» The problem:
Reproduce every item below word for word, keeping each line unchanged.

Stored entries
--------

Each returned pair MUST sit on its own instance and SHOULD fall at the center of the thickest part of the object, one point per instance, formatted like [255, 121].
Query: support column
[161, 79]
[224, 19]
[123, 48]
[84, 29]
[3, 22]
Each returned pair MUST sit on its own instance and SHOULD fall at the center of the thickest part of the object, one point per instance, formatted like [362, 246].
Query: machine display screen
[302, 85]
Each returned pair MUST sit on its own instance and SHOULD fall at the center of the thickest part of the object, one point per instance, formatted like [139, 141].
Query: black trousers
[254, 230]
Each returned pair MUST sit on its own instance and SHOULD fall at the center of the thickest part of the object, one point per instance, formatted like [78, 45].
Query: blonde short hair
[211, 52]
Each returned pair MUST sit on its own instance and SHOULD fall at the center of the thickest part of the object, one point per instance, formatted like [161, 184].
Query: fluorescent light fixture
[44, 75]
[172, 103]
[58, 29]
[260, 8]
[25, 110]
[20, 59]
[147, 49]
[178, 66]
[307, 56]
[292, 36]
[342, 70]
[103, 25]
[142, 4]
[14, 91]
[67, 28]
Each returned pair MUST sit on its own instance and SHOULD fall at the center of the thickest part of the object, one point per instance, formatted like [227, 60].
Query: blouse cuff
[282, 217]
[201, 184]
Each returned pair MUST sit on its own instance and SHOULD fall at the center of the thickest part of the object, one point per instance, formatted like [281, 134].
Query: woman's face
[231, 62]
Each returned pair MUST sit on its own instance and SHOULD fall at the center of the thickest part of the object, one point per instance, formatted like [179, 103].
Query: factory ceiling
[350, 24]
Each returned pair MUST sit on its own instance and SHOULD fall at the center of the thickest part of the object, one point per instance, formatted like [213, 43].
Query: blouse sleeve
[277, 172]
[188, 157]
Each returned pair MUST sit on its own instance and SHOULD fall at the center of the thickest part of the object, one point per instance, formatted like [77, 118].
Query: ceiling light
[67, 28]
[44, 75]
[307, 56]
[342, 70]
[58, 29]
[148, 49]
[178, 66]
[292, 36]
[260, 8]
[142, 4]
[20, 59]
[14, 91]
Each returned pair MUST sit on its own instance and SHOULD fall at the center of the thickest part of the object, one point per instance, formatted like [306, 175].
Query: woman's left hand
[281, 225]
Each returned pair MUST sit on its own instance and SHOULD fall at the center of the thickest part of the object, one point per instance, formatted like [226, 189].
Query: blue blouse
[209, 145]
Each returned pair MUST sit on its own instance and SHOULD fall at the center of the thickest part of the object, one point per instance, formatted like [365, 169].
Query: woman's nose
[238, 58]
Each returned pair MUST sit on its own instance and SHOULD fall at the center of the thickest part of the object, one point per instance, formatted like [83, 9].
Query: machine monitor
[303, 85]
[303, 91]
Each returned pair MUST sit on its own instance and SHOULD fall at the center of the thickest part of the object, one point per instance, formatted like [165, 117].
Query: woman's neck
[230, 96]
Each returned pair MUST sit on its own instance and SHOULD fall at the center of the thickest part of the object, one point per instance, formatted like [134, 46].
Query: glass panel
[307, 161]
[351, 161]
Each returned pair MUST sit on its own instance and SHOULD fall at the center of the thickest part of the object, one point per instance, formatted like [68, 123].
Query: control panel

--------

» Result of the exercise:
Each returned pair MUST sit on its own instance and SHOULD fall at the center of the thickest part of the object, one point per instance, formatted like [255, 121].
Query: support column
[161, 79]
[224, 19]
[123, 48]
[84, 29]
[3, 22]
Each returned pair MUST sit on its own instance and SHOULD fall at the center of the thickest part of the object, one point per instance, formatted like [362, 246].
Query: machine display screen
[302, 85]
Each returned pair MUST sit on its own instance and SHOULD fall at the center of the thickest part of the object, one point per instance, formatted like [139, 141].
Query: black trousers
[254, 230]
Each returned pair MUST sit on its own instance and SHOULD fall at the center of the thickest part of the object, one point per instance, formatted like [78, 45].
Query: blonde short hair
[211, 52]
Each returned pair MUST sit on its own instance and SHOULD fall at the center of the thickest part of the object, one point per instance, formatted like [161, 184].
Query: fluorescent light fixture
[44, 75]
[172, 103]
[58, 29]
[260, 8]
[25, 110]
[20, 59]
[147, 49]
[178, 66]
[307, 56]
[292, 36]
[342, 70]
[103, 25]
[142, 4]
[14, 91]
[67, 28]
Each returned pair MUST sit on its own instance and SHOULD fall at the center of the thickest part of the object, one point per instance, formatted like [227, 60].
Query: blouse cuff
[282, 217]
[201, 184]
Each returned pair MUST sit on its own instance and SHOULD fall at the center of the thickest part of the object, one point per instance, formatted like [281, 134].
Query: woman's face
[231, 62]
Each returned pair MUST sit on its own instance and SHOULD fall at the center of the thickest part of the object, one point per instance, formatted like [179, 103].
Query: factory ceiling
[350, 24]
Each returned pair MUST sit on its own instance and SHOULD fall at the center of the thickest part of the object, one point per instance, formatted like [213, 43].
Query: blouse sleeve
[277, 172]
[188, 157]
Each returned pair MUST sit on its own instance and SHOULD fall at the center of the thickest part of the object, one point per instance, formatted like [77, 118].
Query: ceiling light
[67, 28]
[44, 75]
[307, 56]
[342, 70]
[58, 29]
[148, 49]
[178, 66]
[292, 36]
[260, 8]
[142, 4]
[20, 59]
[14, 91]
Each returned pair MUST sit on its own instance and SHOULD fall at the center of the thickest part of the object, one point per instance, formatted like [306, 175].
Query: woman's left hand
[281, 225]
Each returned pair MUST sit on its own instance and SHOULD fall at the center of the thickest part of the object, one point per instance, formatted like [226, 189].
Query: blue blouse
[209, 145]
Each returned pair MUST sit on its own instance and SHOULD fall at the center of the thickest part of the object, one point per instance, formatted like [365, 169].
Query: woman's nose
[238, 58]
Each returned pair MUST sit on its own instance and SHOULD fall at the center of the thickest part of the object, one point per instance, formatted like [83, 9].
Query: machine monitor
[303, 85]
[303, 91]
Each returned pair MUST sit on its own instance and SHOULD fall at the center of the thickest part of the object, one point per instance, formatted like [165, 117].
Query: woman's neck
[230, 96]
Each returned pair MUST sit on its own instance and SHOULD fall at the center of the thickest part of the object, one point per instance, formatted like [134, 46].
Query: glass panel
[307, 161]
[351, 161]
Each returned pair MUST sit on its own instance and SHOULD fall at the center of the thickest part of the object, one point per instance, formatted like [68, 123].
Query: control panel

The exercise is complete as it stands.